◆ **TEKS PILIHAN**:
* * *

Pernah enggak kamu membayangkan ada topi yang bisa memecahkan setiap masalah?
Tidak hanya itu, topi ini juga dapat meningkatkan produktivitas sekaligus kemampuan untuk membuat keputusan yang jelas, logis dan fokus.
Namanya Topi Berpikir. Bukan topi sungguhan seperti yang biasa kita pakai untuk bergaya dan melindungi kepala dari teriknya sinar matahari. Topi berpikir yang kumaksud ini adalah konsep pemikiran dan pemecahan masalah yang menggunakan strategi pemikiran paralel, di mana kita membagi fokus pemikiran menjadi jalur paralel yang berbeda.

* * *

◆ **DATA**:
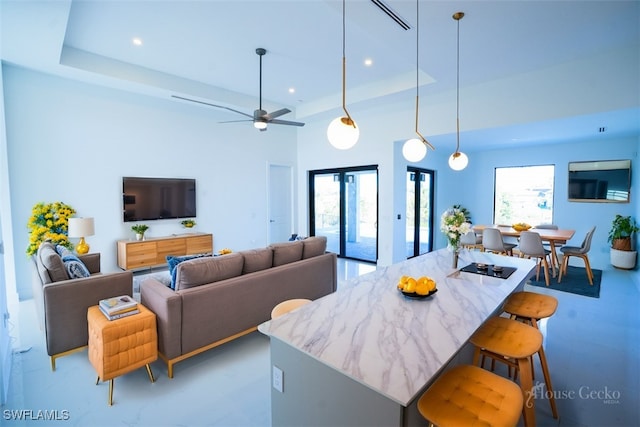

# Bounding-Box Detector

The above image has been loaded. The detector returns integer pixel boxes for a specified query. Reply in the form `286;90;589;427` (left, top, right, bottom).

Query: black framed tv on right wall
569;160;631;203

* * *

◆ **LATIHAN MENULIS**:
Bisakah kamu melanjutkan teks tentang Topi Berpikir di atas, mulai setelah kalimat terakhirnya?

◆ **HASIL TUGAS**:
Mengenal Konsep 6 Topi Berpikir
Konsep topi berpikir dirancang oleh psikolog  Edward de Bono pada tahun 1985 dan dinamakan "Six Thinking Hat". Menurut de Bono, premis dari metode ini adalah bahwa otak manusia berpikir dalam sejumlah cara berbeda yang dapat dengan sengaja ditantang, dan karenanya direncanakan untuk digunakan dengan cara terstruktur yang memungkinkan seseorang untuk mengembangkan taktik untuk memikirkan tentang isu-isu tertentu. De Bono mengidentifikasi enam arah berbeda di mana otak manusia dapat ditantang.
"Kesulitan utama berpikir adalah kebingungan," kata de Bono. "Kita mencoba melakukan terlalu banyak sekaligus. Emosi, informasi, logika, harapan, dan kreativitas semuanya memengaruhi kita. Ini seperti juggling dengan terlalu banyak bola. "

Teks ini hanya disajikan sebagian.